--- begin RECORDS SUPPLIED ---
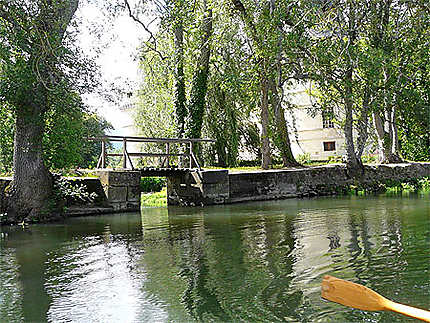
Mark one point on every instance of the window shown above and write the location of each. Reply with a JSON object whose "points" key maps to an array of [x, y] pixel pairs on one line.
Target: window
{"points": [[327, 116], [329, 145]]}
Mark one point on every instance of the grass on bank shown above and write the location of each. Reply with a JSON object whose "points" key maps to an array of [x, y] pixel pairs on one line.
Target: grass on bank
{"points": [[156, 199]]}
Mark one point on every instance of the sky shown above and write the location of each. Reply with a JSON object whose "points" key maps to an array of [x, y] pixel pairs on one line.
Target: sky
{"points": [[117, 60]]}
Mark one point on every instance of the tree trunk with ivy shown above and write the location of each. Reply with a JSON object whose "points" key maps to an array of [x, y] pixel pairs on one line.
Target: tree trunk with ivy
{"points": [[200, 83], [180, 99], [282, 136], [30, 197], [387, 137]]}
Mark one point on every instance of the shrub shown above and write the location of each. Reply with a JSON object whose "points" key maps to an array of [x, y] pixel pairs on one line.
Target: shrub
{"points": [[304, 158], [152, 184]]}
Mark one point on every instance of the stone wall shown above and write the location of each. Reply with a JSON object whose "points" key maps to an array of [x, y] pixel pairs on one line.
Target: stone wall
{"points": [[4, 182], [199, 188], [317, 181], [219, 187], [117, 191], [122, 188]]}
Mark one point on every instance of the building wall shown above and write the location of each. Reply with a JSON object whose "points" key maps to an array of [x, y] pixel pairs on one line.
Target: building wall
{"points": [[309, 135]]}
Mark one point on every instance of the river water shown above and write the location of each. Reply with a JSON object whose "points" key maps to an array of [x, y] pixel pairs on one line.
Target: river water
{"points": [[252, 262]]}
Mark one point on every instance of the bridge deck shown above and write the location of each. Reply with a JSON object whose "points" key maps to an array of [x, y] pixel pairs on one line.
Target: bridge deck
{"points": [[162, 172]]}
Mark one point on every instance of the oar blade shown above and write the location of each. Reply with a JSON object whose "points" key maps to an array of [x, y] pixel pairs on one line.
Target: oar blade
{"points": [[351, 294]]}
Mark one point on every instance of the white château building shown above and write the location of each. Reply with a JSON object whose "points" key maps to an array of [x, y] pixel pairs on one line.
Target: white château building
{"points": [[317, 135]]}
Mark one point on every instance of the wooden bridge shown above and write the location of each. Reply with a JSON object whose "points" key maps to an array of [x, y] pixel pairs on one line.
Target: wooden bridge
{"points": [[177, 150]]}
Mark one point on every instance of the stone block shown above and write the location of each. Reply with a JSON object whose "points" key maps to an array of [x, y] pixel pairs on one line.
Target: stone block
{"points": [[210, 176], [214, 190], [133, 193], [119, 178]]}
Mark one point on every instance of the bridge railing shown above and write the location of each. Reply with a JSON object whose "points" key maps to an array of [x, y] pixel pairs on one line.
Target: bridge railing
{"points": [[167, 155]]}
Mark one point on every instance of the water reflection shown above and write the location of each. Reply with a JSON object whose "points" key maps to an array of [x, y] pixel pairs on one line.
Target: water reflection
{"points": [[246, 262]]}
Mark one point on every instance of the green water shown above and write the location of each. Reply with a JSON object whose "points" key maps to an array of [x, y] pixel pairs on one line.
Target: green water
{"points": [[253, 262]]}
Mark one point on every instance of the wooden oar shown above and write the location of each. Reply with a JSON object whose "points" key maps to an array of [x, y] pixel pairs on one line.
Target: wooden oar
{"points": [[358, 296]]}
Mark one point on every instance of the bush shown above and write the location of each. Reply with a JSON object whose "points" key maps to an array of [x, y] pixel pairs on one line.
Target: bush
{"points": [[249, 163], [152, 184], [304, 158], [369, 158], [335, 159]]}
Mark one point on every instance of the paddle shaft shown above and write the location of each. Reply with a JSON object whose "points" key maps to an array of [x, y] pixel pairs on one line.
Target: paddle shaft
{"points": [[408, 310], [358, 296]]}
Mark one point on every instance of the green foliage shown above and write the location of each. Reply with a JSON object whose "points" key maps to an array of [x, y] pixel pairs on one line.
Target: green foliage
--- end RECORDS SUPPLIED ---
### EXERCISE
Please put each line of the items above into a Markdown table with the columns No. and Line, numbering the rows and skipping blank lines. Leave the pictures out.

### ANSWER IN FULL
| No. | Line |
|---|---|
| 1 | Mark one point on every instance of the window shown above and write the location of each. Reply with a JSON object whose "points" key maps to an array of [x, y] pixel pairs on one line. |
| 2 | Target: window |
| 3 | {"points": [[327, 116], [329, 145]]} |
| 4 | Mark one point on every instance of the grass on bank shown above and write the location of each. Reply with a JSON object whose "points" key maps to an array of [x, y] pixel pairs on one line. |
| 5 | Target: grass on bank |
| 6 | {"points": [[156, 199]]} |
| 7 | Mark one point on every instance of the sky shown above and write the location of each. Reply with a JSON object whose "points" key maps to an array of [x, y] pixel pairs on one line. |
| 8 | Target: sky |
| 9 | {"points": [[117, 60]]} |
| 10 | Mark one point on every instance of the tree trunk with ivy shown above and write the location of each. Reply with a JSON object whose "points" key maps to an array of [x, y] pixel pairs on one line. |
| 11 | Target: tree trunk with ivy |
| 12 | {"points": [[200, 83], [180, 99], [282, 136], [30, 197], [387, 137]]} |
| 13 | Mark one point on every instance of the shrub shown above and write the location of each. Reply with a JSON object whose "points" key maps to an array of [x, y] pixel pairs on one line. |
| 14 | Target: shrub |
| 15 | {"points": [[304, 158], [152, 184]]} |
| 16 | Mark one point on every instance of the stone wall shown above and write the location of each. Reply with a JSON object whose "points" key maps to an array of [x, y] pixel pairs on one line. |
| 17 | Target: stone wall |
| 18 | {"points": [[4, 182], [199, 188], [317, 181], [219, 187], [117, 191], [122, 188]]} |
| 19 | Mark one point on every instance of the building wall shown above and write the location of each. Reply with a JSON object whose "points" key maps to an array of [x, y] pixel pairs on one line. |
| 20 | Target: building wall |
| 21 | {"points": [[309, 135]]} |
| 22 | Mark one point on every instance of the river water shown above and write the location of each. Reply with a JSON object whose "points" key maps to an array of [x, y] pixel pairs on one line. |
| 23 | Target: river water |
| 24 | {"points": [[252, 262]]} |
| 25 | Mark one point on every instance of the bridge deck shown above and write the location of each. Reply with a JSON object whose "points" key maps to an array of [x, y] pixel pairs on one line. |
| 26 | Target: bridge deck |
| 27 | {"points": [[162, 172]]} |
| 28 | Mark one point on every instance of the oar blade shown above and write the location of each. Reply with a JSON object whose "points" key maps to an array of [x, y] pixel pairs on one line. |
| 29 | Target: oar blade |
| 30 | {"points": [[351, 294]]} |
| 31 | Mark one point on every instance of the white château building shown above and write the location of each. Reply with a JSON object whose "points" key maps to an array of [x, y] pixel pairs on one line. |
| 32 | Target: white château building |
| 33 | {"points": [[317, 135]]} |
| 34 | Mark one point on every instance of the wooden bridge shown above and write the location of each. Reply with a JSON object whose "points" key maps to an array of [x, y] pixel pairs on one line. |
| 35 | Target: wooden bridge |
| 36 | {"points": [[177, 150]]} |
| 37 | Mark one point on every instance of the stone block shown above and write the location of each. Reply with a JSON object whose "points" key maps to an array of [x, y] pixel pairs on one line. |
| 38 | Target: stone block |
| 39 | {"points": [[210, 176], [214, 190], [133, 193], [119, 178]]} |
| 40 | Mark one point on every instance of the bridge railing shown above and write the location of each. Reply with a JSON object whose "points" key maps to an array of [x, y] pixel pairs on one line. |
| 41 | Target: bridge railing |
| 42 | {"points": [[167, 155]]} |
| 43 | Mark one point on every instance of the water reflection shown above and write the location of each. Reply with a JSON object whose "points" key maps to an array of [x, y] pixel pairs on one line. |
| 44 | Target: water reflection |
| 45 | {"points": [[246, 262]]} |
| 46 | Mark one point on every instance of the green water shown above and write the location of each. Reply with a JSON object whose "points" key maps to an array of [x, y] pixel pairs on one line. |
| 47 | Target: green water |
| 48 | {"points": [[253, 262]]} |
| 49 | Mark one point on every instance of the wooden oar shown above and write the location of each. Reply with a JSON object whose "points" key maps to an array of [x, y] pixel pairs on one line. |
| 50 | Target: wooden oar |
| 51 | {"points": [[358, 296]]} |
| 52 | Mark one point on every instance of the bush shown above and write the location of each. Reply with a JSON object whose "points" key maps to an array of [x, y] pixel pairs on one line. |
| 53 | Target: bush |
| 54 | {"points": [[249, 163], [152, 184], [304, 158], [369, 158], [335, 159]]} |
| 55 | Mark one point on every instance of the paddle shaft shown above and write the location of each. Reply with a JSON object whose "points" key maps to an array of [x, y] pixel pairs on one line. |
| 56 | Target: paddle shaft |
| 57 | {"points": [[408, 310], [358, 296]]} |
| 58 | Mark one point on every instance of the green foliage shown above and write the location of each. Reply with a JSON object whose "points" key maps to an array of [x, y] pixel pairs on one line. |
| 59 | Target: green foliage |